Text:
(begin)

What other intelligence is there, you may ask? There’s readin’, writin’, and ‘rithmetic, to be sure. Yet we’re not talking about these disciplines. After all, they are stressed in school and our standardized tests focus on them. How about emotional intelligence? You may have read about this set of rather worthwhile and useful skills. While an entire essay could be devoted to the need to teach and advocate emotional intelligence skills – because most schools aren’t teaching them – they’re not our focus here either. After all, they have received their share of positive press already. Instead we’re focusing on other useful yet neglected mental skills – those that are considered to be “right-brain” faculties.

Intuition and creativity, two of our less familiar right-brain skills have long been neglected by our academic institutions, yet are finally getting the consideration and intellectual scrutiny they deserve. Of the two, creativity has received the lion’s share of recent attention, especially in business circles.

(end)

Recorded data:
(begin)

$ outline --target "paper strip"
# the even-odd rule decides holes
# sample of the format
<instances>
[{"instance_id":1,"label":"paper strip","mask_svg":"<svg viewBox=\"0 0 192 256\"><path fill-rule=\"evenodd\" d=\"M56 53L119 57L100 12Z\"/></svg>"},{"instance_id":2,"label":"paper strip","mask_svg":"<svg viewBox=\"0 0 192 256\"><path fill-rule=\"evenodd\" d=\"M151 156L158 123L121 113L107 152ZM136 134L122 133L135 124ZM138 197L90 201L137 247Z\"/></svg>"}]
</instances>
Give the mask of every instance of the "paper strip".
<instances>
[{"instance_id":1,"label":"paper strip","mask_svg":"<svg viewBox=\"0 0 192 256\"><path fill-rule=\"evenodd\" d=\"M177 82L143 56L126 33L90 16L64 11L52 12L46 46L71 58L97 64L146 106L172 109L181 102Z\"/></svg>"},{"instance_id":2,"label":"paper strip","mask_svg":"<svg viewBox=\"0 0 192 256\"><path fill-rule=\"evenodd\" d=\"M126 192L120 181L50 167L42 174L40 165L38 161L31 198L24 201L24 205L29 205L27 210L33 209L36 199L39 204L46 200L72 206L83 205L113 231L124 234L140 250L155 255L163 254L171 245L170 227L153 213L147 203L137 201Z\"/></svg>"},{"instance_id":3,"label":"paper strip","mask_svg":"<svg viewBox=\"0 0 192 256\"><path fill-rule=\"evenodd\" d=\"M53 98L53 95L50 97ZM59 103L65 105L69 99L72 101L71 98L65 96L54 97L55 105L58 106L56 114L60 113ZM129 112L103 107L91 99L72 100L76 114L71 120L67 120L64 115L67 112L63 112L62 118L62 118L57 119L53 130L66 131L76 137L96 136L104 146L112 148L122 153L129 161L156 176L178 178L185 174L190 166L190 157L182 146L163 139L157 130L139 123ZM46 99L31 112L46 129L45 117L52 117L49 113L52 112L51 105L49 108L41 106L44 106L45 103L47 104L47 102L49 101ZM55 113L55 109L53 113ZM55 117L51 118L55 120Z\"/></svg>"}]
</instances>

(end)

What this task involves: In the text on right-brain skills, which of the two skills it names has drawn more recent attention, and where most of all?

Worked answer: Creativity, especially in business circles.